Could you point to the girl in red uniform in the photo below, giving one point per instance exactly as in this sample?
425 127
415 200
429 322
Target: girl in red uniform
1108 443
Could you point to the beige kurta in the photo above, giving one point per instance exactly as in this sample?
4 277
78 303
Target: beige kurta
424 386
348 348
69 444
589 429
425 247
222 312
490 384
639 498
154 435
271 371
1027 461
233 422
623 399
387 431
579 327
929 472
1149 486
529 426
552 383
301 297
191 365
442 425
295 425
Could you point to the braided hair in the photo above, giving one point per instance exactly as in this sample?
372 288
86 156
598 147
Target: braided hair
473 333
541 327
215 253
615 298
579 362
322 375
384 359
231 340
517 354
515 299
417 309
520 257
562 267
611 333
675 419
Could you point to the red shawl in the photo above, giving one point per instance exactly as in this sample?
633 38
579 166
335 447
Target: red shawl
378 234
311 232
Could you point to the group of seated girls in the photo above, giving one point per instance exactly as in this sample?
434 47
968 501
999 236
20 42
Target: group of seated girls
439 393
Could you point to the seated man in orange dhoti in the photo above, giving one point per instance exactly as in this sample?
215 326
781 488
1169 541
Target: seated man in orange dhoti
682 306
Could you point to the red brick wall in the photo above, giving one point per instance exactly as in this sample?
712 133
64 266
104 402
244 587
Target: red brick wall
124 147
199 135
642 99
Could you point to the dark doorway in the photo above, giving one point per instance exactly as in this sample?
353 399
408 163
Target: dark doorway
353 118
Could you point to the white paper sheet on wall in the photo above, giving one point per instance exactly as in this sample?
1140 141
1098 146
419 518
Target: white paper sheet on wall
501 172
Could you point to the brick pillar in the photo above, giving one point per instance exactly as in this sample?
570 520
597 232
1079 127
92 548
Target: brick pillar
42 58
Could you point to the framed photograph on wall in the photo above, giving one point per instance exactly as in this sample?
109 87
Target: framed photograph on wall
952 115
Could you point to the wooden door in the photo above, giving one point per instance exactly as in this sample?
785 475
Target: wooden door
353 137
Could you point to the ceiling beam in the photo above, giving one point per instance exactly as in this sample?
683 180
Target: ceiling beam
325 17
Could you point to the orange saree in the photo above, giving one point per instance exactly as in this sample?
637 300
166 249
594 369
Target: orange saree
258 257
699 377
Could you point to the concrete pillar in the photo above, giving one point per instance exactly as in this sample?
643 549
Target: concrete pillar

(Short problem): Extract exactly the lines between the line containing "Could you point to the dark" and the end of the data, including both.

(Reply):
Could you point to the dark doorway in the photo above, giving one point per instance exactly as in this sample?
353 399
408 163
Target: dark doorway
353 118
Could you point to the white paper sheet on wall in the photo above, giving one point per instance exactly as in this sample?
1140 141
1098 146
419 518
Target: white paper sheet on wall
501 172
Could you point to the brick pillar in the photo above, giving one point per instance exactly as in this sample?
570 520
597 232
1079 127
92 548
Target: brick pillar
42 58
Could you point to the framed photograph on wall in the photo above, giving one point per instance exactly as in this sample?
109 87
Target: framed photograph on wall
952 115
Could you point to the wooden door in the photo above, giving one point per instance exactly as in this sample?
785 475
Target: wooden door
353 137
Could you point to the ceiling beam in the photo above, giving one point per instance exactly as in this sample?
683 180
Target: ceiling beam
325 17
Could you point to the orange saree in the photo above, giving one point per instance exactly as in this sample?
637 300
166 249
594 369
Target: orange saree
258 257
699 377
Could you point to the concrete pillar in the photo above, giving one point per instance exactly as in this sample?
643 549
Target: concrete pillar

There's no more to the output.